> _WORK INSTRUCTIONS_:
Format every line of the material below as a numbered list, leaving out any blank lines.

-- Start DATA FOR PROCESSING --

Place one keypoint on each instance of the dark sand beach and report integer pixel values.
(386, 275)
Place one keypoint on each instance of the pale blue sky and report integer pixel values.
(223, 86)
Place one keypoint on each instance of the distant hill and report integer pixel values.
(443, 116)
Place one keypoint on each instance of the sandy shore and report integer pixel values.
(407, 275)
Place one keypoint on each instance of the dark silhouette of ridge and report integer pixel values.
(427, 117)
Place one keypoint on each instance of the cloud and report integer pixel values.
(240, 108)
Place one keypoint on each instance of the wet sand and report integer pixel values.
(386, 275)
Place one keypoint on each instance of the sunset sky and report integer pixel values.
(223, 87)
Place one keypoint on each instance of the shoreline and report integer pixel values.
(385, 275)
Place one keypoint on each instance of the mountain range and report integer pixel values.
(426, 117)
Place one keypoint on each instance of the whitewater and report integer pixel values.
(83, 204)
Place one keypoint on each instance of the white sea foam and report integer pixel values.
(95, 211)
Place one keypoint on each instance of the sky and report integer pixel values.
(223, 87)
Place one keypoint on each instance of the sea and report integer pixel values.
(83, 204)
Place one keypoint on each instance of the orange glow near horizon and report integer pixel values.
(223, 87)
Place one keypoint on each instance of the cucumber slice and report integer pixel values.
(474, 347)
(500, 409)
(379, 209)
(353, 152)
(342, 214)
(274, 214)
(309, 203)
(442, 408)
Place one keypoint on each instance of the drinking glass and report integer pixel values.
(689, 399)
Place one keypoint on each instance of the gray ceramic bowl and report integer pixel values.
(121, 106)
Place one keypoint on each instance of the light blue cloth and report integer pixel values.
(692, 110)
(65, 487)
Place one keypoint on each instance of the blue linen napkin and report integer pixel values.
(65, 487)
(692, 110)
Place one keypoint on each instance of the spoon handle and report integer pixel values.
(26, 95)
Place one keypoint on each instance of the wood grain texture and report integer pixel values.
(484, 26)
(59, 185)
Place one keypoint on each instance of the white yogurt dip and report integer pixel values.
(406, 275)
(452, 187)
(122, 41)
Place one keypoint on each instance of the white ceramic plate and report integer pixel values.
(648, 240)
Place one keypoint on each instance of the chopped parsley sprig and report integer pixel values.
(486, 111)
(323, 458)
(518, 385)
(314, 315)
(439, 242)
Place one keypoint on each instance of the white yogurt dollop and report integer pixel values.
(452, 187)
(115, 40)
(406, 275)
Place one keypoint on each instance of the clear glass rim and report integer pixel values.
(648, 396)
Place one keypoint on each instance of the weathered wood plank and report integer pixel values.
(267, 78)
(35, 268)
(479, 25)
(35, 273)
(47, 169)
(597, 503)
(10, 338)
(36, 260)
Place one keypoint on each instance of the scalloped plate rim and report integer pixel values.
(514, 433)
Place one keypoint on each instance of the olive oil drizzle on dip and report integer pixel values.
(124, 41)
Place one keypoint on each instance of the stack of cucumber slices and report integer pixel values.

-- End DATA FOR PROCESSING --

> _FINAL ANSWER_:
1. Place one keypoint on each instance of the dark sand beach and report integer pixel values.
2. (386, 275)
3. Place one keypoint on each instance of the pale blue sky and report integer pixel values.
4. (223, 86)
5. Place one keypoint on each instance of the distant hill and report integer pixel values.
6. (443, 116)
7. Place one keypoint on each instance of the sandy shore and report integer pixel values.
8. (407, 275)
9. Place one keypoint on each instance of the dark silhouette of ridge and report integer pixel values.
10. (427, 117)
11. Place one keypoint on each instance of the cloud and report integer pixel values.
12. (240, 108)
13. Place one keypoint on each instance of the wet sand and report integer pixel values.
14. (386, 275)
15. Place one keypoint on each instance of the sunset sky and report integer pixel values.
16. (223, 87)
17. Place one keypoint on each instance of the shoreline and report integer pixel values.
18. (385, 275)
19. Place one keypoint on each instance of the mountain range and report integer pixel values.
20. (426, 117)
21. Place one keypoint on each instance of the whitewater and report integer pixel values.
22. (83, 204)
23. Place one keypoint on each instance of the white sea foam and report integer pixel values.
24. (95, 211)
25. Place one keypoint on each instance of the sky and report integer pixel values.
26. (223, 87)
27. Place one keypoint on each instance of the sea and report integer pixel values.
28. (83, 204)
29. Place one keypoint on each instance of the orange glow near horizon and report integer pixel values.
30. (223, 87)
31. Place one keypoint on each instance of the cucumber slice and report integer pixel values.
32. (474, 347)
33. (500, 409)
34. (379, 209)
35. (353, 152)
36. (342, 214)
37. (274, 214)
38. (309, 203)
39. (442, 408)
40. Place one keypoint on each instance of the drinking glass and report integer pixel values.
41. (689, 399)
42. Place one keypoint on each instance of the gray ceramic bowl and report integer pixel values.
43. (121, 106)
44. Place one keypoint on each instance of the light blue cloth and report integer pixel values.
45. (692, 110)
46. (65, 487)
47. Place one keypoint on each instance of the blue linen napkin and report integer pixel values.
48. (65, 487)
49. (692, 110)
50. Place one keypoint on each instance of the spoon handle and report integer pixel values.
51. (26, 95)
52. Place one keypoint on each instance of the wood grain texture and report integer pixel values.
53. (484, 26)
54. (59, 185)
55. Place one keypoint on each instance of the white yogurt dip and report integer pixel values.
56. (406, 275)
57. (452, 187)
58. (122, 41)
59. Place one keypoint on each instance of the white ceramic plate and report integer pixel values.
60. (648, 240)
61. Place one keypoint on each instance of the chopped parsley sprig and report integer pixel values.
62. (486, 111)
63. (323, 458)
64. (518, 385)
65. (314, 315)
66. (439, 242)
67. Place one keypoint on each instance of the white yogurt dollop and report integer pixel values.
68. (452, 187)
69. (115, 40)
70. (406, 275)
71. Place one keypoint on each instance of the clear glass rim and report integer pixel values.
72. (648, 396)
73. Place one keypoint on each instance of the weathered wood plank and report integer pixel values.
74. (267, 78)
75. (35, 268)
76. (479, 25)
77. (35, 273)
78. (47, 169)
79. (597, 503)
80. (10, 338)
81. (36, 260)
82. Place one keypoint on each instance of the scalloped plate rim and report integer pixel values.
83. (514, 433)
84. Place one keypoint on each instance of the olive oil drizzle on dip and report integer pixel values.
85. (124, 41)
86. Place one keypoint on each instance of the stack of cucumber slices and report integer pixel values.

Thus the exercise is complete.